-- start TEXT TO READ --

Breath test results, etc. were included within the terms of O.C.G.A. § 17-16-23 and should have been provided to the defendant in a prosecution for driving under the influence. Harmon v. State, 224 Ga. App. 890, 482 S.E.2d 730 (1997); Fantasia v. State, 268 Ga. 512, 491 S.E.2d 318 (1997).
When there was uncontroverted evidence that the defendant was given a copy of breath test results at the time the test was administered, the defendant was not harmed by the failure of the state to provide the results by discovery. Vincent v. State, 228 Ga. App. 691, 492 S.E.2d 604 (1997).
In the absence of a sufficient record, the appellate court would assume that the defendant received all reports regarding blood-alcohol test results to which the defendant was entitled. Self v. State, 232 Ga. App. 735, 503 S.E.2d 625 (1998).
Trial court did not err in failing to exclude evidence of the defendant's breath test results because the state failed to comply with O.C.G.A. § 17-16-23(b), based on the conduct of defense counsel in moving to exclude the documents at trial, after having no objection to the documents at the suppression hearing, and failing to move for a continuance, as counsel's motion to exclude was made as part of a strategy to ambush or trap the state; hence, in view of this conduct and the earlier availability of the documents, the trial court did not abuse the court's discretion in refusing to exclude the test results. Braswell v. State, 281 Ga. App. 500, 636 S.E.2d 689 (2006).
Trial court erred in granting the defendant's motion to suppress a breath test slip from an intoxilyzer and all testimony about the intoxilyzer because the state was not required to produce the breath test slip to the defendant ten days before trial as a part of discovery since the breath test slip did not constitute a written scientific report within the meaning of O.C.G.A. § 17-16-23; no test or analysis was performed because the sample was insufficient, and the breath test slip did not show any test results but reflected only a measurement of breath volume. State v. Tan, 305 Ga. App. 55, 699 S.E.2d 74 (2010).
Printout reflecting an "insufficient sample," and thus no analysis and no result is not subject to discovery under O.C.G.A. § 17-16-23 because if there is no test and no result, there is nothing to discover. State v. Tan, 305 Ga. App. 55, 699 S.E.2d 74 (2010).
State did not violate the state's discovery obligations because the discovery statute only required production of any reports in the possession of the prosecution, and the undisputed evidence in the case was that the intoxilyzer printouts were lost, without any evidence of intentional destruction or bad faith on the part of the state. Jones v. State, 345 Ga. App. 14, 812 S.E.2d 337 (2018).

-- end TEXT TO READ --
-- start PROVIDED INFORMATION --

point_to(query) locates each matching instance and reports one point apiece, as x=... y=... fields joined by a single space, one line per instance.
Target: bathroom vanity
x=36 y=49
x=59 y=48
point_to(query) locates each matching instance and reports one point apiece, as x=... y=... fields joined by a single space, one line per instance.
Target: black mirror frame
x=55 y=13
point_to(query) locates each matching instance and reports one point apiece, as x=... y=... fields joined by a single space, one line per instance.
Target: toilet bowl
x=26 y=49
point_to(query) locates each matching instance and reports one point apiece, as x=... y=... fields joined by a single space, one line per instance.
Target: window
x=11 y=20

-- end PROVIDED INFORMATION --

Retype the part of the breath test case summaries that opens with the words containing "Breath test results, etc." and closes with "S.E.2d 625 (1998).".

THE RESPONSE →
Breath test results, etc. were included within the terms of O.C.G.A. § 17-16-23 and should have been provided to the defendant in a prosecution for driving under the influence. Harmon v. State, 224 Ga. App. 890, 482 S.E.2d 730 (1997); Fantasia v. State, 268 Ga. 512, 491 S.E.2d 318 (1997).
When there was uncontroverted evidence that the defendant was given a copy of breath test results at the time the test was administered, the defendant was not harmed by the failure of the state to provide the results by discovery. Vincent v. State, 228 Ga. App. 691, 492 S.E.2d 604 (1997).
In the absence of a sufficient record, the appellate court would assume that the defendant received all reports regarding blood-alcohol test results to which the defendant was entitled. Self v. State, 232 Ga. App. 735, 503 S.E.2d 625 (1998).